5 - Origens, Antas-Templo e Rituais de Morte


    Os Chimpanzés usam pedras como ferramentas para partir nozes por exemplo. Neste processo acabam por produzir covinhas com uma função prática. Podemos então dizer que as covinhas são mais antigas que o próprio Homem.
    Bednarik (2008, p.77) encontra covinhas em duas grutas com evidências do Paleolítico da India:
    "However, the substantial corpus at Daraki-Chattan has been clearly demonstrated to be made by people with a chopping tool industry similar to the Oldowan, which underlies substantial Acheulian and Micoquian-like occupation layers. In the sediments at the entrance of this cave, some thirty exfoliated cupules (Fig. 27) were excavated in and below the Acheulian deposit, extending all the way to the chopping tool layer, while numerous hammerstones used in the production of the approximately 540 cupules of the cave were concentrated in this lowest occupation deposit (Bednarik et al. 2005). This sound stratigraphical evidence suggests that the cupules in Auditorium Cave, too, are perhaps not of the Acheulian as previously suggested by me, but also belong to the chopping tool tradition found under the site’s two Acheulian horizons, and separated from them by a sterile layer.
    O autor menciona mais dois sítios do Paleolítico africano onde surgem também covinhas.
......
Enunciado a
Diga se cada afirmação concorda com o texto sobre as covinhas, respondendo sim ou não e citando as palavras do texto que o decidem: (i) os chimpanzés acabam por produzir covinhas ao partir nozes com pedras; (ii) na entrada da gruta de Daraki-Chattan foram escavadas cerca de 540 covinhas esfoliadas; (iii) o autor menciona mais três sítios do Paleolítico africano com covinhas.

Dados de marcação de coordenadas
......
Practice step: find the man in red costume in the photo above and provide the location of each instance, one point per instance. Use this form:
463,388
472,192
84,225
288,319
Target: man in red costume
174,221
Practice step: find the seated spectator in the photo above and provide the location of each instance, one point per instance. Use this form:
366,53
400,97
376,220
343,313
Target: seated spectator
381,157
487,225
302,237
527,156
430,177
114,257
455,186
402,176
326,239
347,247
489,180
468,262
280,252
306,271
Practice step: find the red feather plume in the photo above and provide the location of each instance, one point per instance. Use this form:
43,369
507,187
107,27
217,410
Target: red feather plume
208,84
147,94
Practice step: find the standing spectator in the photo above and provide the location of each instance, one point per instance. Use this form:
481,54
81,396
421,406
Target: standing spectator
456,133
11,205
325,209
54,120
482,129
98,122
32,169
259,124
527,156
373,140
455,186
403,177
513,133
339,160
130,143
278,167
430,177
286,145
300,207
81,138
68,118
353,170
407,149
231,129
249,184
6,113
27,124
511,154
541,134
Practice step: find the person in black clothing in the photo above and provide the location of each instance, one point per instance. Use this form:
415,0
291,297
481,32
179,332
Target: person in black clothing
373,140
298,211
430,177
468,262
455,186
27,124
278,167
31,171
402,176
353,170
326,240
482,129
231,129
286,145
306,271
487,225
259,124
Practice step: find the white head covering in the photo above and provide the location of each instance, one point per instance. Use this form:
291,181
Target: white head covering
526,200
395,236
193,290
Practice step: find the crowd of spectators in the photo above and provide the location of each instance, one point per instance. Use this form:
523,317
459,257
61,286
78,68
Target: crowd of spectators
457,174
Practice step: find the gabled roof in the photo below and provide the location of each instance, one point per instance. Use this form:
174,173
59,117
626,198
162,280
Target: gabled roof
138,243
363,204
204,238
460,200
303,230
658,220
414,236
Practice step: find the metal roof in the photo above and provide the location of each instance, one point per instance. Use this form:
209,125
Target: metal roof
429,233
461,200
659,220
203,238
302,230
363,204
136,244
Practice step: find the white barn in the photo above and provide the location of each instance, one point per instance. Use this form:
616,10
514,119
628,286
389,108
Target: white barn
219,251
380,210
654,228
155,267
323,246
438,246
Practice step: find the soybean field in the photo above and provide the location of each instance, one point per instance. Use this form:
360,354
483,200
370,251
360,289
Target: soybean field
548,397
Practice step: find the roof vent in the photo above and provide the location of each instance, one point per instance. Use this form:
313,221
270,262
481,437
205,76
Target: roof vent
......
Enunciado b
Nas linhas de dados de marcação de coordenadas, transcreva o trecho que começa na linha que contém "Practice step: find the white barn" e vai até à última linha, ambas incluídas, substituindo "Target" por "Alvo" e mantendo tudo o resto igual.

Resposta a
(i) Sim: "Os Chimpanzés usam pedras como ferramentas para partir nozes por exemplo. Neste processo acabam por produzir covinhas com uma função prática."
(ii) Não: "some thirty exfoliated cupules (Fig. 27) were excavated in and below the Acheulian deposit"
(iii) Não: "O autor menciona mais dois sítios do Paleolítico africano onde surgem também covinhas."

Resposta b
Practice step: find the white barn in the photo above and provide the location of each instance, one point per instance. Use this form:
616,10
514,119
628,286
389,108
Alvo: white barn
219,251
380,210
654,228
155,267
323,246
438,246
Practice step: find the soybean field in the photo above and provide the location of each instance, one point per instance. Use this form:
360,354
483,200
370,251
360,289
Alvo: soybean field
548,397
Practice step: find the roof vent in the photo above and provide the location of each instance, one point per instance. Use this form:
313,221
270,262
481,437
205,76
Alvo: roof vent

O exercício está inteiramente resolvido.